Your task → Every line from the line containing "TARGET = snow-dusted terrain" through the final line of the data is to be printed exactly; no other line is to appear.
....................
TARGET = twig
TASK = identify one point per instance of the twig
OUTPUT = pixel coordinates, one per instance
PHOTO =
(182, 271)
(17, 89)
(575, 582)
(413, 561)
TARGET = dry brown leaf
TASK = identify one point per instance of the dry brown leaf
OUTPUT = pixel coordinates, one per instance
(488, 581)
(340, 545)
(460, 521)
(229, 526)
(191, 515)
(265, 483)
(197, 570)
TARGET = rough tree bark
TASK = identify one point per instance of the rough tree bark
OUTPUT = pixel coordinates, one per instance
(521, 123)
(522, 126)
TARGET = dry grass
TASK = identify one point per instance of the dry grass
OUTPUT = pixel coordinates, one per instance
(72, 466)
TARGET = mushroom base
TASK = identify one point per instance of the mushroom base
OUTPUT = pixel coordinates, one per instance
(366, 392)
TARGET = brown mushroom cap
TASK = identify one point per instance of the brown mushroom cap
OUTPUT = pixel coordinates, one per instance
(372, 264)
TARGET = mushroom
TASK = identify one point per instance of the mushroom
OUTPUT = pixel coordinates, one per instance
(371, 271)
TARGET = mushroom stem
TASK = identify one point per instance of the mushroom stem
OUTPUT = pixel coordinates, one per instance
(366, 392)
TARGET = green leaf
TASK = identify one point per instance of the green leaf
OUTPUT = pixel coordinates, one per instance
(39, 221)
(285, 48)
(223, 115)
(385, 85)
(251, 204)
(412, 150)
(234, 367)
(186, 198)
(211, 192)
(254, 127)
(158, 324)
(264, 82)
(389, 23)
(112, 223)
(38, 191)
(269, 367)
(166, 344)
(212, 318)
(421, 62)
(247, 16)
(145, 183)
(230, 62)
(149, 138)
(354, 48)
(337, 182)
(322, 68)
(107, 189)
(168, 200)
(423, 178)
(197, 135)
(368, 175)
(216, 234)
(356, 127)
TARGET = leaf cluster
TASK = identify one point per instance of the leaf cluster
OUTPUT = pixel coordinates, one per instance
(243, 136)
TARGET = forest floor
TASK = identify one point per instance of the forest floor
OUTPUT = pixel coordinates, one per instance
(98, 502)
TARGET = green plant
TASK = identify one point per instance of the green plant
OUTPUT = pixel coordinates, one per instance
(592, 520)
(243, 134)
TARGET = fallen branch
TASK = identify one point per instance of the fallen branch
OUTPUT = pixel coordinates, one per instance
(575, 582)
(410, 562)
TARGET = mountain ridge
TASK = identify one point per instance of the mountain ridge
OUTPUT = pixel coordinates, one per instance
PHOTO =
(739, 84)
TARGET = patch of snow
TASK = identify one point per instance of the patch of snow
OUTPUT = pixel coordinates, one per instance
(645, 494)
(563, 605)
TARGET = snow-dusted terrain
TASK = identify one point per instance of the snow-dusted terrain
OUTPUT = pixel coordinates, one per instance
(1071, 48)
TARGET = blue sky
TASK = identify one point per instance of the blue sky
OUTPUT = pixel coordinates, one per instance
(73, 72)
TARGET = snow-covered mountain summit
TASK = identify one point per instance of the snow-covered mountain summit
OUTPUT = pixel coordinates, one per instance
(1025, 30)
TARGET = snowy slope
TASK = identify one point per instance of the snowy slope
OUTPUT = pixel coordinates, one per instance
....................
Expected answer →
TARGET = snow-dusted terrain
TASK = identify one point per instance of the snow-dusted terrain
OUTPUT = pixel coordinates, one per instance
(1071, 48)
TARGET = blue sky
TASK = identify one point per instance of the blue sky
OUTPUT = pixel coordinates, one per instance
(73, 72)
TARGET = snow-covered mountain summit
TASK = identify one point per instance of the snow-covered mountain summit
OUTPUT = pixel coordinates, one per instance
(1025, 30)
TARGET = snowy slope
TASK = identify one point per instance of the snowy slope
OUTPUT = pixel coordinates, one per instance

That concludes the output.